• [THE TASK] Leaving out the images, repeat all the lines below exactly.

[Opening DATA TO USE section]

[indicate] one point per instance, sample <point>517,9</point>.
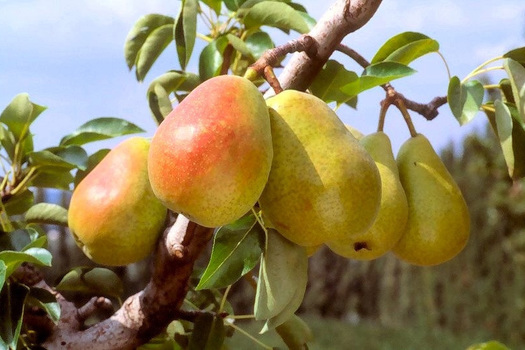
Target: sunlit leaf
<point>185,30</point>
<point>465,99</point>
<point>236,250</point>
<point>275,14</point>
<point>138,34</point>
<point>100,129</point>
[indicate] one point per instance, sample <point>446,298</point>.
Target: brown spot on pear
<point>113,214</point>
<point>210,158</point>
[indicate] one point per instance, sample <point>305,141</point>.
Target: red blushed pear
<point>113,214</point>
<point>211,157</point>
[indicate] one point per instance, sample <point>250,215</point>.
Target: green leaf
<point>45,300</point>
<point>465,99</point>
<point>210,60</point>
<point>236,250</point>
<point>140,32</point>
<point>282,281</point>
<point>327,84</point>
<point>160,88</point>
<point>12,300</point>
<point>92,280</point>
<point>92,162</point>
<point>517,55</point>
<point>155,43</point>
<point>375,75</point>
<point>100,129</point>
<point>19,114</point>
<point>405,45</point>
<point>19,203</point>
<point>275,14</point>
<point>516,73</point>
<point>258,43</point>
<point>185,31</point>
<point>208,333</point>
<point>47,213</point>
<point>295,333</point>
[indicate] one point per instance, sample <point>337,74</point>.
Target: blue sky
<point>68,55</point>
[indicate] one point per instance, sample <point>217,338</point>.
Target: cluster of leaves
<point>23,239</point>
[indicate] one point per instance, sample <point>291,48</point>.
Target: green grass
<point>334,334</point>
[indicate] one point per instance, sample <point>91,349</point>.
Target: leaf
<point>405,46</point>
<point>258,43</point>
<point>210,60</point>
<point>465,99</point>
<point>275,14</point>
<point>19,114</point>
<point>516,73</point>
<point>140,32</point>
<point>282,280</point>
<point>295,333</point>
<point>208,333</point>
<point>155,43</point>
<point>12,300</point>
<point>185,31</point>
<point>375,75</point>
<point>47,213</point>
<point>517,55</point>
<point>160,88</point>
<point>100,129</point>
<point>92,280</point>
<point>236,250</point>
<point>45,300</point>
<point>327,84</point>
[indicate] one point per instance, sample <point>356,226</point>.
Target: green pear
<point>113,214</point>
<point>210,158</point>
<point>323,185</point>
<point>438,224</point>
<point>393,213</point>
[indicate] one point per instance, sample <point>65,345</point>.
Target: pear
<point>393,213</point>
<point>438,224</point>
<point>323,185</point>
<point>113,214</point>
<point>210,158</point>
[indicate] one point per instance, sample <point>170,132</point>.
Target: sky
<point>68,55</point>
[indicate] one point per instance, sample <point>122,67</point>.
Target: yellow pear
<point>113,214</point>
<point>323,184</point>
<point>438,224</point>
<point>393,213</point>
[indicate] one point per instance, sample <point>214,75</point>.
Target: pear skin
<point>323,185</point>
<point>438,224</point>
<point>113,214</point>
<point>210,158</point>
<point>391,220</point>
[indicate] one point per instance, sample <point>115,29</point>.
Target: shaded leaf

[Closing DATA TO USE section]

• [EXERCISE RESPONSE]
[indicate] one point per instance, sample <point>517,9</point>.
Target: sunlit leaf
<point>185,30</point>
<point>465,99</point>
<point>236,250</point>
<point>275,14</point>
<point>138,34</point>
<point>100,129</point>
[indicate] one point per instance, sample <point>446,298</point>.
Target: brown spot on pear
<point>113,214</point>
<point>210,158</point>
[indicate] one point per instance, sample <point>305,141</point>.
Target: red blushed pear
<point>113,214</point>
<point>211,157</point>
[indicate] one point per instance, sample <point>250,215</point>.
Target: green leaf
<point>45,300</point>
<point>465,99</point>
<point>210,60</point>
<point>236,250</point>
<point>140,32</point>
<point>282,281</point>
<point>327,84</point>
<point>160,88</point>
<point>12,300</point>
<point>92,280</point>
<point>92,162</point>
<point>517,55</point>
<point>155,43</point>
<point>375,75</point>
<point>100,129</point>
<point>19,114</point>
<point>405,45</point>
<point>19,203</point>
<point>275,14</point>
<point>516,73</point>
<point>258,43</point>
<point>185,31</point>
<point>208,333</point>
<point>47,213</point>
<point>295,333</point>
[indicate] one point per instance, sample <point>337,74</point>.
Target: blue sky
<point>68,55</point>
[indicate] one point per instance, sample <point>217,338</point>.
Target: cluster of leaves
<point>23,239</point>
[indicate] one point per instance, sample <point>291,48</point>.
Target: green grass
<point>334,334</point>
[indicate] one point per instance, sample <point>91,349</point>.
Target: leaf
<point>405,46</point>
<point>258,43</point>
<point>210,60</point>
<point>465,99</point>
<point>275,14</point>
<point>19,114</point>
<point>516,73</point>
<point>140,32</point>
<point>282,280</point>
<point>295,333</point>
<point>208,333</point>
<point>155,43</point>
<point>12,300</point>
<point>185,31</point>
<point>375,75</point>
<point>47,213</point>
<point>517,55</point>
<point>160,88</point>
<point>100,129</point>
<point>92,280</point>
<point>236,250</point>
<point>45,300</point>
<point>327,84</point>
[indicate] one point per instance, sample <point>356,226</point>.
Target: green pear
<point>113,214</point>
<point>210,158</point>
<point>323,185</point>
<point>438,224</point>
<point>393,213</point>
[indicate] one point per instance, sample <point>65,345</point>.
Target: pear
<point>393,213</point>
<point>438,224</point>
<point>323,185</point>
<point>113,214</point>
<point>210,158</point>
[indicate] one point per instance, sample <point>170,132</point>.
Target: sky
<point>68,55</point>
[indicate] one point per instance, sample <point>122,67</point>.
Target: yellow pear
<point>113,214</point>
<point>323,184</point>
<point>438,224</point>
<point>393,213</point>
[indicate] one point per instance, sample <point>214,75</point>.
Target: pear skin
<point>323,185</point>
<point>438,224</point>
<point>113,214</point>
<point>210,158</point>
<point>391,220</point>
[indicate] one point per instance, sample <point>115,29</point>.
Target: shaded leaf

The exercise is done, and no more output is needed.